------ Task inputs ------

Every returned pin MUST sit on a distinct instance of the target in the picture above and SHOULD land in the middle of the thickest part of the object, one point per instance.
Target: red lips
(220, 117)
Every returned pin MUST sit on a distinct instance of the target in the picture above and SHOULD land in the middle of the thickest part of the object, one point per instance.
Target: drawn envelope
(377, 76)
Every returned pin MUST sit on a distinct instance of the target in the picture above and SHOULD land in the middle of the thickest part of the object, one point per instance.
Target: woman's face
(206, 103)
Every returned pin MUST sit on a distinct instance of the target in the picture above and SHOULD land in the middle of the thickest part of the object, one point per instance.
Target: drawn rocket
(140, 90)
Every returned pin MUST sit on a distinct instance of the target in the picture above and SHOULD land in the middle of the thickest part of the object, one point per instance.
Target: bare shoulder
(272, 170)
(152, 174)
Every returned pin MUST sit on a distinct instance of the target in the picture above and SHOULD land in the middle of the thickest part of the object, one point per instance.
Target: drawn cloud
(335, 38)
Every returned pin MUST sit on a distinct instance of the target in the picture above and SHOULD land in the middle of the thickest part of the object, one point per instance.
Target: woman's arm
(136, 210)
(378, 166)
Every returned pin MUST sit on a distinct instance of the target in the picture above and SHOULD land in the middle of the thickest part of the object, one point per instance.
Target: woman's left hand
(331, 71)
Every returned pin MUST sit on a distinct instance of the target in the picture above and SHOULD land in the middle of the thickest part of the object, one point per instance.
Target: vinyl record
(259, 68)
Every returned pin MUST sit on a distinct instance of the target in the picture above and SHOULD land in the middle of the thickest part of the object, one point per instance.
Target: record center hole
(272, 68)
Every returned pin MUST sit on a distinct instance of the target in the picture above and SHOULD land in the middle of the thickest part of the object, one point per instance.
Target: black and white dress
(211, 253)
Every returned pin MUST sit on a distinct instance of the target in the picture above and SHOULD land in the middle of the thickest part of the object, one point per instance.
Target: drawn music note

------

Exercise details - Go through the records above and retype each one exactly.

Completed exercise -
Every returned pin MUST sit on a distinct instance of the target in the picture above and SHOULD land in the middle of the thickest part of the object, one point per instance.
Target: red lips
(220, 117)
Every returned pin MUST sit on a distinct instance of the target in the picture above and SHOULD land in the middle of the thickest part of the object, one point per instance.
Target: drawn envelope
(377, 76)
Every returned pin MUST sit on a distinct instance of the target in the picture above and SHOULD land in the middle of the thickest part of the object, one point per instance.
Target: woman's face
(206, 103)
Every returned pin MUST sit on a distinct instance of the target in the picture above and SHOULD land in the middle of the thickest part of the object, one point per instance.
Target: drawn rocket
(140, 90)
Every returned pin MUST sit on a distinct instance of the target in the picture above and SHOULD land in the middle of the thickest part of the object, one point per instance.
Target: bare shoulder
(272, 170)
(152, 174)
Every returned pin MUST sit on a distinct instance of the target in the picture above and SHOULD land in the middle of the thickest part of the object, one point per instance.
Target: drawn cloud
(335, 38)
Every returned pin MUST sit on a distinct instance of the target in the picture above and SHOULD land in the middle of the thickest part of the object, one point per instance.
Target: woman's arm
(136, 210)
(378, 166)
Every returned pin MUST sit on a distinct instance of the target in the picture above and SHOULD land in the middle of the thickest part of the object, one point per instance.
Target: woman's left hand
(331, 71)
Every returned pin MUST sit on a distinct instance of the target in the picture above and SHOULD land in the middle of the thickest part of the object, one point per instance.
Target: vinyl record
(259, 68)
Every returned pin MUST sit on a distinct instance of the target in the picture above and SHOULD land in the middle of the thickest part of the object, one point per instance.
Target: record center hole
(272, 68)
Every returned pin MUST sit on a distinct instance of the target in the picture above and SHOULD land in the middle of the thickest part of the object, one point per instance.
Target: black and white dress
(211, 253)
Every returned pin MUST sit on a distinct instance of the target in the picture above and SHOULD land in the middle of the thickest part of the object, one point per instance.
Target: drawn music note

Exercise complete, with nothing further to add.